Task description »
Please retype all of the entries that follow, leaving the images out.

Data in this exercise section start

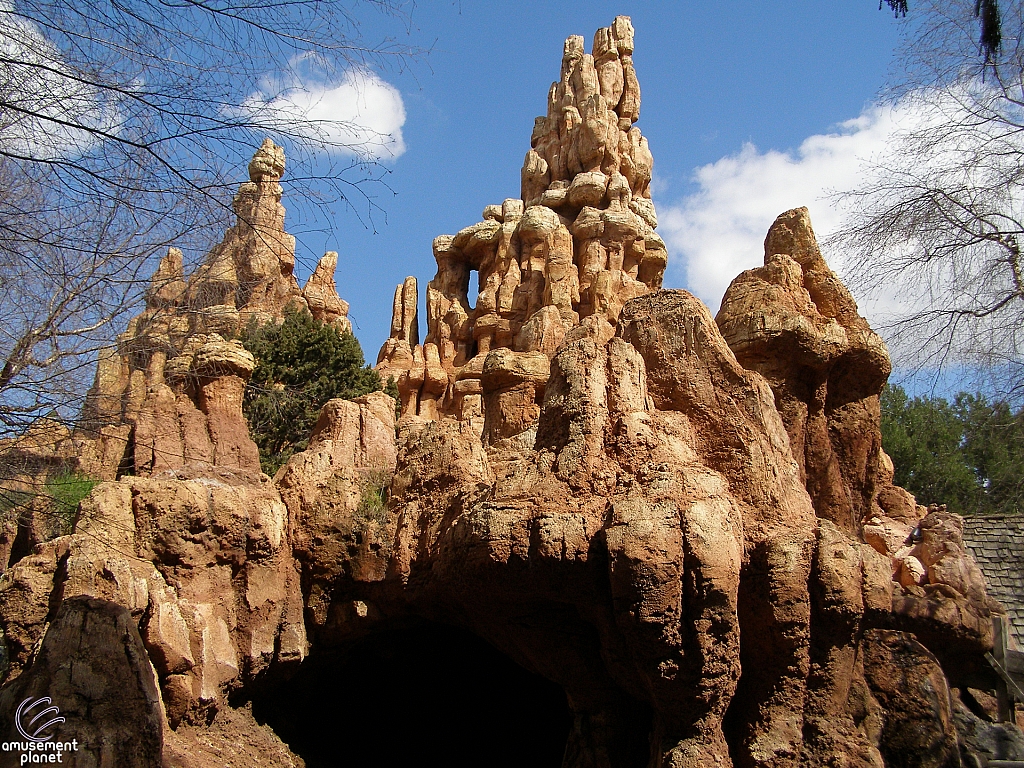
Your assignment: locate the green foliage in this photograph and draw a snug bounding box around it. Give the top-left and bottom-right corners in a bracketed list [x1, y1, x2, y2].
[44, 471, 98, 534]
[1, 467, 99, 540]
[356, 469, 391, 526]
[384, 375, 401, 419]
[881, 385, 978, 512]
[0, 487, 32, 518]
[880, 384, 1024, 515]
[240, 307, 382, 475]
[956, 392, 1024, 513]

Data in this exercise section end

Answer for this exercise »
Your assignment: locate the green foliage in this photograph and draw a snug bounding box around it. Give the top-left and bottom-right corners in a bracketed list [x1, y1, x2, y2].
[44, 471, 98, 534]
[1, 467, 99, 540]
[356, 469, 391, 526]
[384, 375, 401, 419]
[881, 385, 978, 512]
[0, 487, 32, 518]
[880, 384, 1024, 515]
[240, 307, 382, 475]
[956, 392, 1024, 513]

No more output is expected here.